La Svezia, infatti, ha presentato una richiesta di estradizione alle autorità britanniche. Forte è il sospetto che tale richiesta sia finalizzata a estradarlo in realtà negli USA, dove lo attendono 16 capi d’imputazione ai sensi della Legge sullo spionaggio e uno ai sensi della Legge sulle frodi e gli abusi informatici. I servizi segreti americani hanno messo in moto la macchina che stritola Assange.

Free Julian Assange

Il 16 dicembre, dopo nove giorni di carcere a Londra, è rilasciato su cauzione e la decisione sulla richiesta di estradizione in Svezia rinviata. L’accusa per spionaggio negli Stati Uniti può costargli l’ergastolo, o addirittura la pena di morte. Quando nel giugno 2012 la Corte Suprema britannica rigetta il ricorso presentato contro il via libera all’estradizione, il giornalista viola la libertà condizionata e sceglie di recarsi presso l’ambasciata dell’Ecuador chiedendo asilo politico. Il presidente ecuadoriano Rafael Correa glielo concede e Assange, nella condizione di rifugiato, vi rimane per quasi sette anni!

L’attività di WikiLeaks continua. Nel 2016, durante le primarie presidenziali del Partito Democratico in USA, pubblica delle e-mail inviate e ricevute dalla candidata Hillary Clinton dal suo server  privato, quando era Segretario di Stato, dimostranti il coinvolgimento di Arabia Saudita e Qatar – ovvero due fedeli alleati americani – in varie azioni di supporto ai terroristi dello Stato Islamico (ISIS).

Il secondo arresto, il trasferimento nel carcere di Belmarsh e la campagna per la liberazione.

Nel 2017 il nuovo presidente dell’Ecuador è Lenín Moreno e l’atteggiamento nei confronti del loro scomodo rifugiato politico cambia. Il 1° maggio 2019, sicuramente su pressione americana, viene ritirato lo status di protezione e Scotland Yard può procedere all’arresto di Julian Assange. Condannato dal tribunale di Westminster al massimo della pena – 50 settimane di prigione – per aver violato nel 2012 la libertà su cauzione, è trasferito in isolamento nel carcere londinese di Belmarsh. Benché la Svezia a fine 2019 abbia archiviato il caso, Assange rimane in cella – in un limbo ai limiti del diritto – in attesa della decisione di estradizione negli USA.

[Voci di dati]
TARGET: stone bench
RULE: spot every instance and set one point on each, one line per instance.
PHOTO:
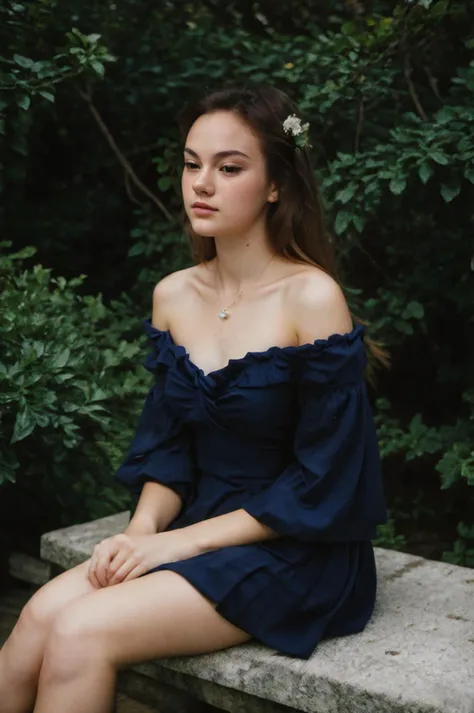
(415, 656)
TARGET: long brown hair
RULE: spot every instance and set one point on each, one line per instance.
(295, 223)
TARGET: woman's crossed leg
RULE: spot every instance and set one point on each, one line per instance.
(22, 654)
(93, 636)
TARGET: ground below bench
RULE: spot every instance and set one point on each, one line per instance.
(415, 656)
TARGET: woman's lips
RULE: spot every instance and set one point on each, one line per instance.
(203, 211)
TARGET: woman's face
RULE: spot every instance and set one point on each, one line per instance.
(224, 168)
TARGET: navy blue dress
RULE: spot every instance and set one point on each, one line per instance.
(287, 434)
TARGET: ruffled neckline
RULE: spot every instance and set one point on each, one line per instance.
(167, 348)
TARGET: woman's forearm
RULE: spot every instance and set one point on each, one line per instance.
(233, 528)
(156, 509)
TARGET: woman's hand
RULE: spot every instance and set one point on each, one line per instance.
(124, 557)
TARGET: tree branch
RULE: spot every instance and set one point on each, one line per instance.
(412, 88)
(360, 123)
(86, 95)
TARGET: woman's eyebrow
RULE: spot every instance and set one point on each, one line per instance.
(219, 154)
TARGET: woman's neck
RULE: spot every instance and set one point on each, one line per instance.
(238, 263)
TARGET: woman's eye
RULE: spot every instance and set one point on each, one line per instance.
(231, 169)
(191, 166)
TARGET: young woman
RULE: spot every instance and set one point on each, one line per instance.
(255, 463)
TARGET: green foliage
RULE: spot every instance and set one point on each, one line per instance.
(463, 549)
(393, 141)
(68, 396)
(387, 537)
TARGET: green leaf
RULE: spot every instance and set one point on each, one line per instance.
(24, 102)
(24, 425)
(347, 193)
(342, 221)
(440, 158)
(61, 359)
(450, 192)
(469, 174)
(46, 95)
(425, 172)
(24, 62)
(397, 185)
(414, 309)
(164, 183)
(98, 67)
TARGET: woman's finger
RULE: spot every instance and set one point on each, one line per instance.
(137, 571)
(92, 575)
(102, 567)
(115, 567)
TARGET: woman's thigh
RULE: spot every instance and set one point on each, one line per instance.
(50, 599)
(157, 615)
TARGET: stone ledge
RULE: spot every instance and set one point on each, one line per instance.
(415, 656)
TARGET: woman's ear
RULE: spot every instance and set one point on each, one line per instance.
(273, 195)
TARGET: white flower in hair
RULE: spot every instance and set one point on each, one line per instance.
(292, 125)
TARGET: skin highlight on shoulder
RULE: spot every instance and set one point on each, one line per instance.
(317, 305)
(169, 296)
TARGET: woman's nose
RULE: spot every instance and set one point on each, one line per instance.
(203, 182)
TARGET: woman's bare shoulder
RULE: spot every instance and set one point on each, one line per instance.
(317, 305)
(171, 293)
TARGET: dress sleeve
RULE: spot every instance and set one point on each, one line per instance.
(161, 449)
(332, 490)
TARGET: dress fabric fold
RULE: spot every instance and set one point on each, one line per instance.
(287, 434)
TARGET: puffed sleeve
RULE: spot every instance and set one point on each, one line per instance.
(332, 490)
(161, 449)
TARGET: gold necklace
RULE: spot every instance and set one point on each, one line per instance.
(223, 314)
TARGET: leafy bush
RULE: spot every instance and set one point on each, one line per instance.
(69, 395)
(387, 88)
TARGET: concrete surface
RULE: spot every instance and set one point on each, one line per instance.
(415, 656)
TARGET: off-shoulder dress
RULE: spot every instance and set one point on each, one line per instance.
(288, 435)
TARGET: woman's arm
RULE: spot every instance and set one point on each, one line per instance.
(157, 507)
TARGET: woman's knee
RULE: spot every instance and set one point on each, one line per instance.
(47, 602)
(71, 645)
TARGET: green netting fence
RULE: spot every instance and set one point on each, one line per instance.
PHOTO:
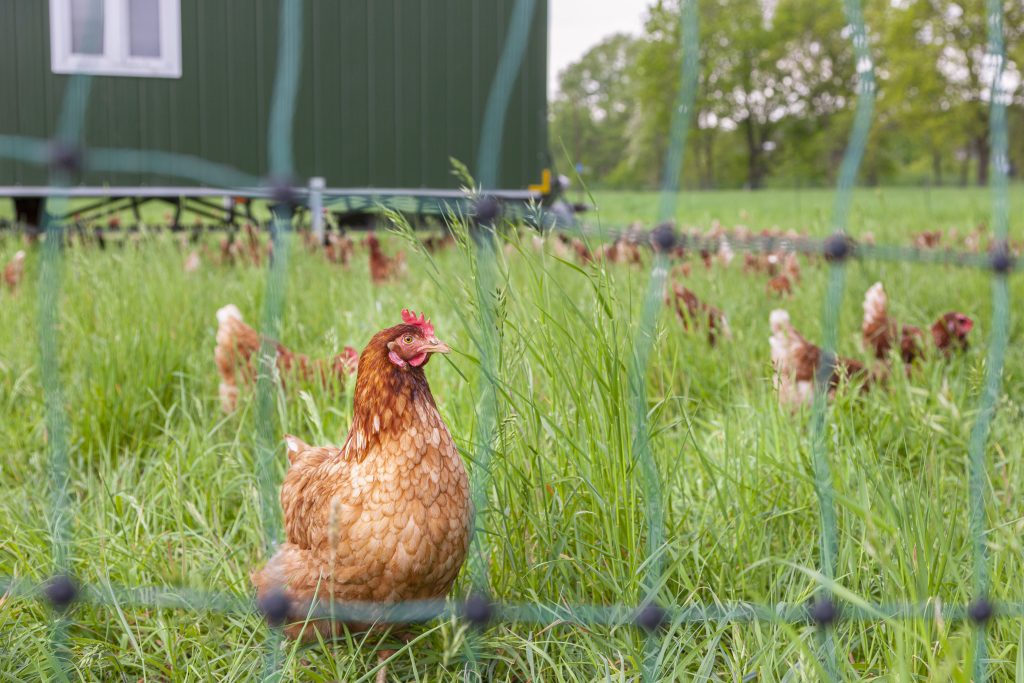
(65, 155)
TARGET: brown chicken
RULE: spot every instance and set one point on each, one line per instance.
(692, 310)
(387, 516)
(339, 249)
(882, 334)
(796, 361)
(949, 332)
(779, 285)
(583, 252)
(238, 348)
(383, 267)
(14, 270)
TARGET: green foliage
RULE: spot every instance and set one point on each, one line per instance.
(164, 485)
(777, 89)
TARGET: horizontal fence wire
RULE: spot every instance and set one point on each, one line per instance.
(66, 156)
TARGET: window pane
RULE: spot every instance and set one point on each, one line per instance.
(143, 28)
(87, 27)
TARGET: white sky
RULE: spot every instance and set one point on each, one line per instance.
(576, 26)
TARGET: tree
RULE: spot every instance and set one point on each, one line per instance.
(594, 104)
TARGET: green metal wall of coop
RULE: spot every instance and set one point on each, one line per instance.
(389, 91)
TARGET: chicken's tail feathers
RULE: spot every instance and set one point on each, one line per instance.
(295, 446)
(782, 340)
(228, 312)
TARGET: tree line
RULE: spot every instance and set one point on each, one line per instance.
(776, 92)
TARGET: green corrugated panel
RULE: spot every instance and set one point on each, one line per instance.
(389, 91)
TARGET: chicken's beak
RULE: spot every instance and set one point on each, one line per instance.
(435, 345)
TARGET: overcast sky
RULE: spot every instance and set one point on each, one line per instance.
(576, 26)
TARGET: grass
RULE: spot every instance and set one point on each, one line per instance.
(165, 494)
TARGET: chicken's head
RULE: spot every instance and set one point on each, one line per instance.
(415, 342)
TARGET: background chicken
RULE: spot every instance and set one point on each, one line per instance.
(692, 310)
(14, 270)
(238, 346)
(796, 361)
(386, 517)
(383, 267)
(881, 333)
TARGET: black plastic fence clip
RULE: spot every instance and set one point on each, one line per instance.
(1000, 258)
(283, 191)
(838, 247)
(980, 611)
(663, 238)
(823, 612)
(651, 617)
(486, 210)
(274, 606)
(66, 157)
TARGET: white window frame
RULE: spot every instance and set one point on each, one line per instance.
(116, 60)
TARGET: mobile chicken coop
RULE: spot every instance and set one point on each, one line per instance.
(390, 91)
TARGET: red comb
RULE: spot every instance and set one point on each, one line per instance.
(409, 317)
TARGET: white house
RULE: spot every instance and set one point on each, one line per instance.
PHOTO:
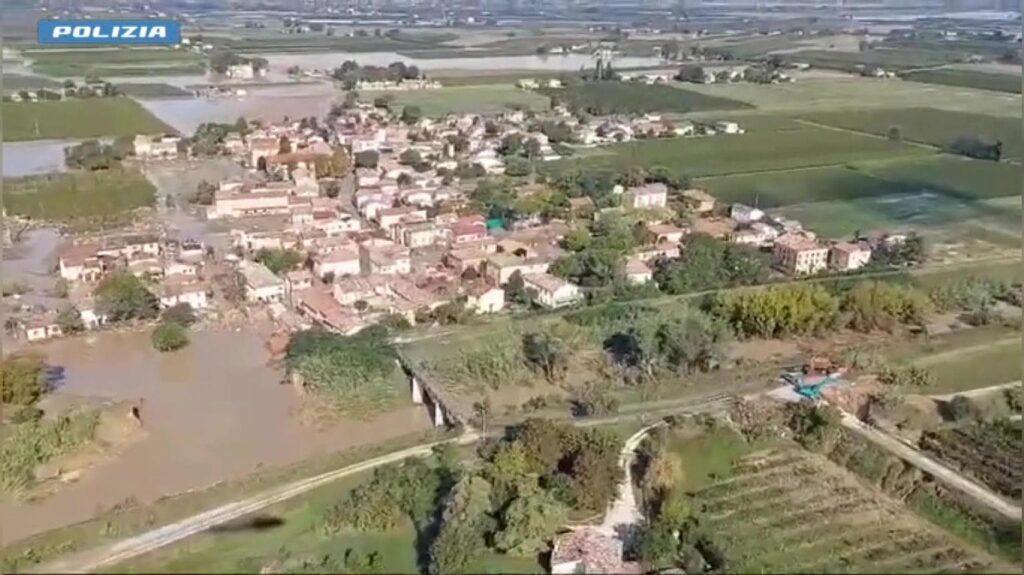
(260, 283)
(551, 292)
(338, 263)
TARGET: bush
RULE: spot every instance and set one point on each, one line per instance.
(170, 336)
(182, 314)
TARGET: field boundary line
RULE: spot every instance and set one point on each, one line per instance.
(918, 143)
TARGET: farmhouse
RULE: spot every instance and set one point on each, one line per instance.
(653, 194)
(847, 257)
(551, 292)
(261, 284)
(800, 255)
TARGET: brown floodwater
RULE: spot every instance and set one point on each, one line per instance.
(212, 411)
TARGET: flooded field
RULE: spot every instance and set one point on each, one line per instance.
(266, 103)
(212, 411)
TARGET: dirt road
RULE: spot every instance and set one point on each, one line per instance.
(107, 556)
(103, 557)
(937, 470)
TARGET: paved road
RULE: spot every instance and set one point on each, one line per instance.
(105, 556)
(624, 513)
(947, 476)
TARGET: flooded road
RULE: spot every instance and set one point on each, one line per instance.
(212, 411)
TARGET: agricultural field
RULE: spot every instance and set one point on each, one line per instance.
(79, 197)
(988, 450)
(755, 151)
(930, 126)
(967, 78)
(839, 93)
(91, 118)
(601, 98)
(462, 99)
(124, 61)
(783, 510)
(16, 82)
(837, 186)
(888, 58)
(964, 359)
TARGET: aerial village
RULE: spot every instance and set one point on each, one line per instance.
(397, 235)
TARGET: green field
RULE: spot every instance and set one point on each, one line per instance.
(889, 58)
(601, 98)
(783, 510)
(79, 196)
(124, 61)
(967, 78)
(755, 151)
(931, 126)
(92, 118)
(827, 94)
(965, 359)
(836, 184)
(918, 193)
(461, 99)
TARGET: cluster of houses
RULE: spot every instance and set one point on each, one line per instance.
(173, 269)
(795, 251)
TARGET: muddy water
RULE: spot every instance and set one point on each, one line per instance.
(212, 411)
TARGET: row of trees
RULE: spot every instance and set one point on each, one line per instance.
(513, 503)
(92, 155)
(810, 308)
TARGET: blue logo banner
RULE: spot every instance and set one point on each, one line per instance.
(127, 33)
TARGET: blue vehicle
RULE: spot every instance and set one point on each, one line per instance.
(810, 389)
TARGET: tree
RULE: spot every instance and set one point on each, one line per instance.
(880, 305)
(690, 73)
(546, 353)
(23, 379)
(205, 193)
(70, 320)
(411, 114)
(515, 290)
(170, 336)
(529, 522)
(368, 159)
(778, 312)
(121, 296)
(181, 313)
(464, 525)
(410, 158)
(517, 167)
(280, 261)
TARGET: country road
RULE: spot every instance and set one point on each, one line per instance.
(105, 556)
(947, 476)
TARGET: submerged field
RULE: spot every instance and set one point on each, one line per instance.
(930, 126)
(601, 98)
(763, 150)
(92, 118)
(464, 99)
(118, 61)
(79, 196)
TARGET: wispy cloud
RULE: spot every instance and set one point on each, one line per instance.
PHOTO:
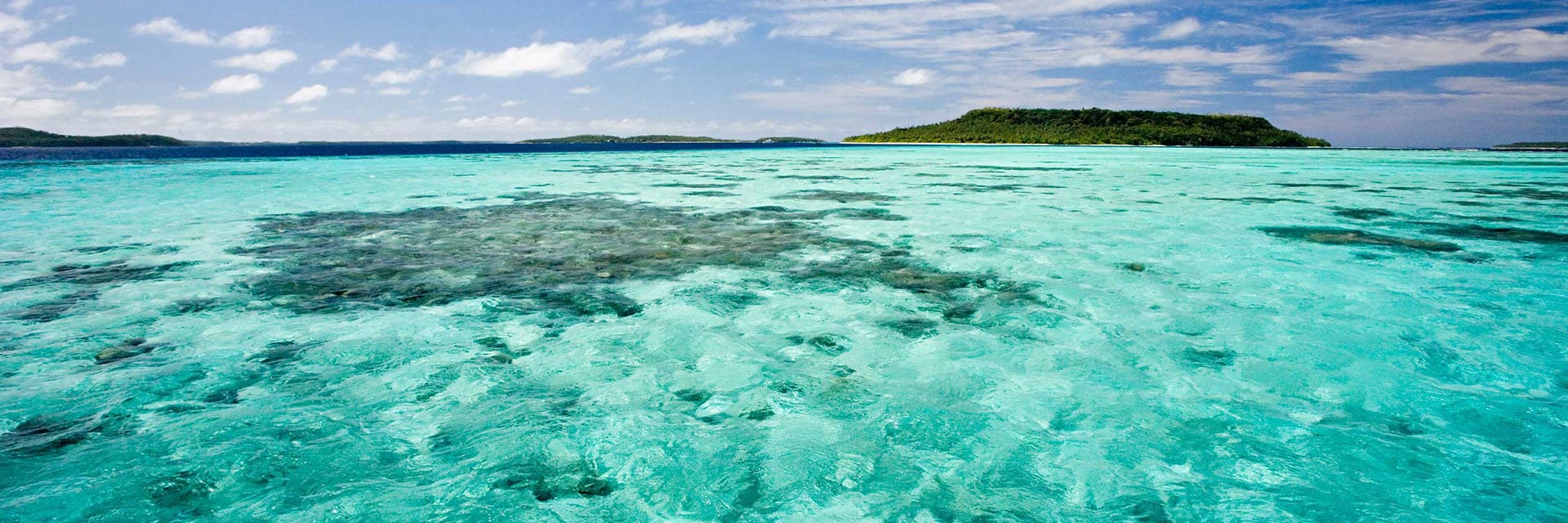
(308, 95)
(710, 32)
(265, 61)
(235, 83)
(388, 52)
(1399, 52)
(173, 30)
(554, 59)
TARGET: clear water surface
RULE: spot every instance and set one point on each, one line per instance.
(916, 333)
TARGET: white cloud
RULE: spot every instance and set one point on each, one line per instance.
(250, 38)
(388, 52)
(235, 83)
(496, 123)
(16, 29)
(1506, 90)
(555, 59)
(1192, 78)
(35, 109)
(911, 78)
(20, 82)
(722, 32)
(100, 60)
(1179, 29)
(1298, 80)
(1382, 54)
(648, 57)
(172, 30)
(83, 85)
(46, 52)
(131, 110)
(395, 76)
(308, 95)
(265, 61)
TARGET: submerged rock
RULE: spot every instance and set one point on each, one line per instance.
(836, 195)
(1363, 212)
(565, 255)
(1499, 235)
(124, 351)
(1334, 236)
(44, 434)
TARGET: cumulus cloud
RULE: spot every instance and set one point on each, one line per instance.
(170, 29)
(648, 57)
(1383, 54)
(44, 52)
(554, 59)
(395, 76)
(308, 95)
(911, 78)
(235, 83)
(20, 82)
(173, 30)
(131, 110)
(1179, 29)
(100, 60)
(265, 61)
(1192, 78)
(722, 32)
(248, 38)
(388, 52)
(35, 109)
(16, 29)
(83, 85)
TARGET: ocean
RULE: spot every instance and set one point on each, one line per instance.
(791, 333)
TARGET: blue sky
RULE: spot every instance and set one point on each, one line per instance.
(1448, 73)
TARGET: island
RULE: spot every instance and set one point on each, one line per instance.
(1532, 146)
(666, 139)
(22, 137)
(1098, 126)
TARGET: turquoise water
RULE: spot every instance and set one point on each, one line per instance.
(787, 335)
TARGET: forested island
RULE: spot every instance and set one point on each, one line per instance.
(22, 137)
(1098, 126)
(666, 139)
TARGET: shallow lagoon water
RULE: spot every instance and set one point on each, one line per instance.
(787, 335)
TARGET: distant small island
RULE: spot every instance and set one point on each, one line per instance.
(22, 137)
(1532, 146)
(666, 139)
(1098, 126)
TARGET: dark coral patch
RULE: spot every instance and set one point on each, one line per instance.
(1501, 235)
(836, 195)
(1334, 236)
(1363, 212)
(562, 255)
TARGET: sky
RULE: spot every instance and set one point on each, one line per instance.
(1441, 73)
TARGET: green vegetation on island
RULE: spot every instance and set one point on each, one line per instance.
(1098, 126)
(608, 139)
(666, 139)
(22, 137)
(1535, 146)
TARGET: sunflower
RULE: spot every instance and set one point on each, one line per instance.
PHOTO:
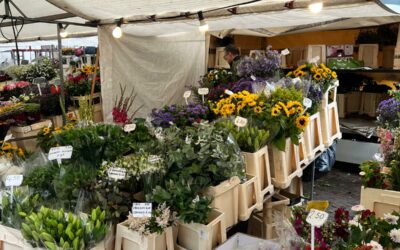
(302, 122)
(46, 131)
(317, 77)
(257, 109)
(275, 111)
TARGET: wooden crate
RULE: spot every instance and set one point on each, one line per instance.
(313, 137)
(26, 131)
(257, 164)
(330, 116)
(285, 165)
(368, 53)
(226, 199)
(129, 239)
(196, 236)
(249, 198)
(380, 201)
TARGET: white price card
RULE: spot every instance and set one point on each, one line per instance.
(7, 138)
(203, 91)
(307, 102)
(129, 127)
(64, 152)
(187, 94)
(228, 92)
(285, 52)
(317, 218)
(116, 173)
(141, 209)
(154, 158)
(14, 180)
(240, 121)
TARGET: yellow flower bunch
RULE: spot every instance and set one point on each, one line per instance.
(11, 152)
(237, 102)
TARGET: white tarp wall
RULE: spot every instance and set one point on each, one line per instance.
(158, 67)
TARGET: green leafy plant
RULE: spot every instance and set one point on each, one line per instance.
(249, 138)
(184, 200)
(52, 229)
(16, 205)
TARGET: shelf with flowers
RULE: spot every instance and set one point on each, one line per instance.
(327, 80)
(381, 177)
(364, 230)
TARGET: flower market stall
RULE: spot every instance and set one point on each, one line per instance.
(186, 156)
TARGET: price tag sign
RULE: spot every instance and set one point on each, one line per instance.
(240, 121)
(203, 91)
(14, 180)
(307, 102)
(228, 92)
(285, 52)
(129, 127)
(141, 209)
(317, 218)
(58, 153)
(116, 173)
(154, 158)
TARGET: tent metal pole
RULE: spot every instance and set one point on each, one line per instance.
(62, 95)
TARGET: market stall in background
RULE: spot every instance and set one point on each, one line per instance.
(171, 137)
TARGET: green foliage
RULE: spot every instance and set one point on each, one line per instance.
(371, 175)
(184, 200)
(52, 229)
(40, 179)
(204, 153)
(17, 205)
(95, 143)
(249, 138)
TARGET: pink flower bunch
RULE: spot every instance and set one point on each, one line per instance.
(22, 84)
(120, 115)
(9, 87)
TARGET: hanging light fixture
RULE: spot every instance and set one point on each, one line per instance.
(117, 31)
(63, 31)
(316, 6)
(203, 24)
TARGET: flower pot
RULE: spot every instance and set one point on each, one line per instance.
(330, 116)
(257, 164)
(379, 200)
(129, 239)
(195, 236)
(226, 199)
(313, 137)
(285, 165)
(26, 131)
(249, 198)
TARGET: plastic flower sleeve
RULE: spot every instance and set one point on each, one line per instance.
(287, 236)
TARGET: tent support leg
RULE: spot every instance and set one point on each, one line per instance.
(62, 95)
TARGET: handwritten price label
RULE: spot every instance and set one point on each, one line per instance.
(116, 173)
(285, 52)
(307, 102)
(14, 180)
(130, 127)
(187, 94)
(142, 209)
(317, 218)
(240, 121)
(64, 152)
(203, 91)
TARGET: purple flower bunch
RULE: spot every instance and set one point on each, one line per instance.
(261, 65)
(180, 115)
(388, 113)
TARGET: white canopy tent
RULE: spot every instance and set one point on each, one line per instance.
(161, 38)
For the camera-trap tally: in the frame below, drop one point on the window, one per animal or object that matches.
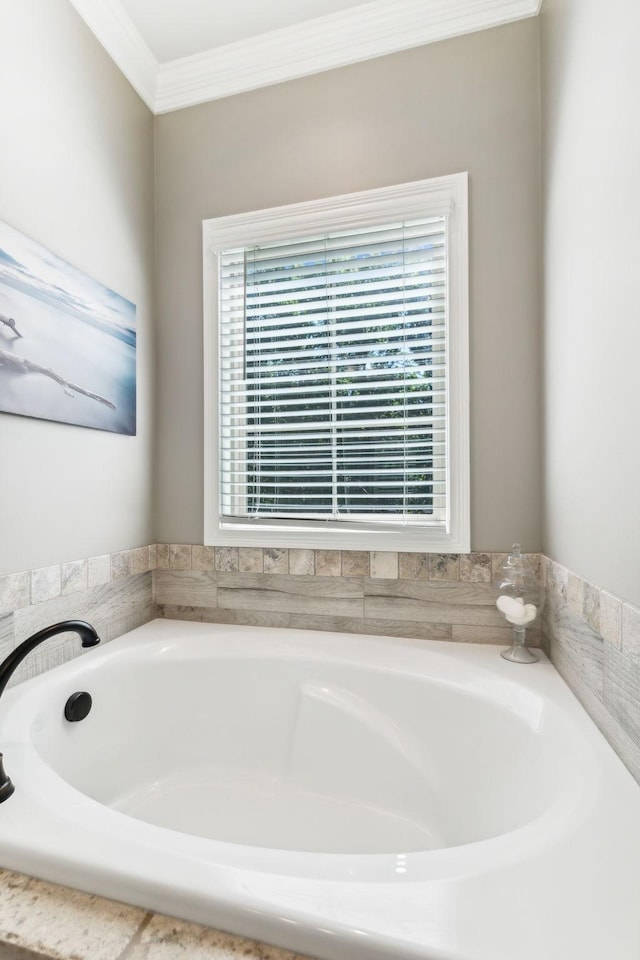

Istruzioni →
- A) Nel brano su Julian Assange, a quale pena lo condanna il tribunale di Westminster per aver violato la libertà su cauzione nel 2012?
- B) Scrivi la parte successiva del brano su Julian Assange, partendo da dopo l'ultima frase riportata.

Risultati →
- A) Lo condanna al massimo della pena, cioè 50 settimane di prigione.

- B)
Le sue condizioni di salute psico-fisica si deteriorano e nel frattempo, il 23 maggio 2019, il governo statunitense lo ha accusato ulteriormente della violazione dell’Espionage Act, una legge del 1917 (che provoca le proteste anche della stampa americana): è il 18° capo d’accusa!

Il Relatore dell’ONU sulla Tortura e Trattamenti Inumani, l’avvocato svizzero Nils Melzer, esorta i governi coinvolti nella vicenda giudiziaria ad astenersi da ulteriori atti pregiudizievoli per i diritti umani del recluso. Inoltre, sollecita l’Australia ad essere più attiva e non abbandonare il suo cittadino.

Il sostegno a Assange vede l’organizzazione di manifestazioni in tutto il mondo. Non manca ovviamente il supporto di Amnesty International, al pari di personalità dello spettacolo e intellettuali per la sua liberazione: il musicista Roger Waters, il regista Ken Loach, l’attrice Pamela Anderson, l’economista Yanis Varoufakis, il filosofo Srećko Horvat, la stilista Vivienne Westwood. In Italia, tra gli altri, si distinguono la giornalista Stefania Maurizi (grande esperta della vicenda, ha scritto per Chiarelettere il libro-inchiesta Il potere segretoNdR) e l’ex magistrato Antonio Ingroia

Il caso Assange oggi: una questione di verità e giustizia. 

L’Assemblea Parlamentare del Consiglio d’Europa il 28 gennaio 2020 ha approvato la Risoluzione 2317 in cui chiede il rilascio immediato di Julian Assange, ai sensi della Convenzione Europea per la salvaguardia dei diritti dell’uomo e delle libertà fondamentali.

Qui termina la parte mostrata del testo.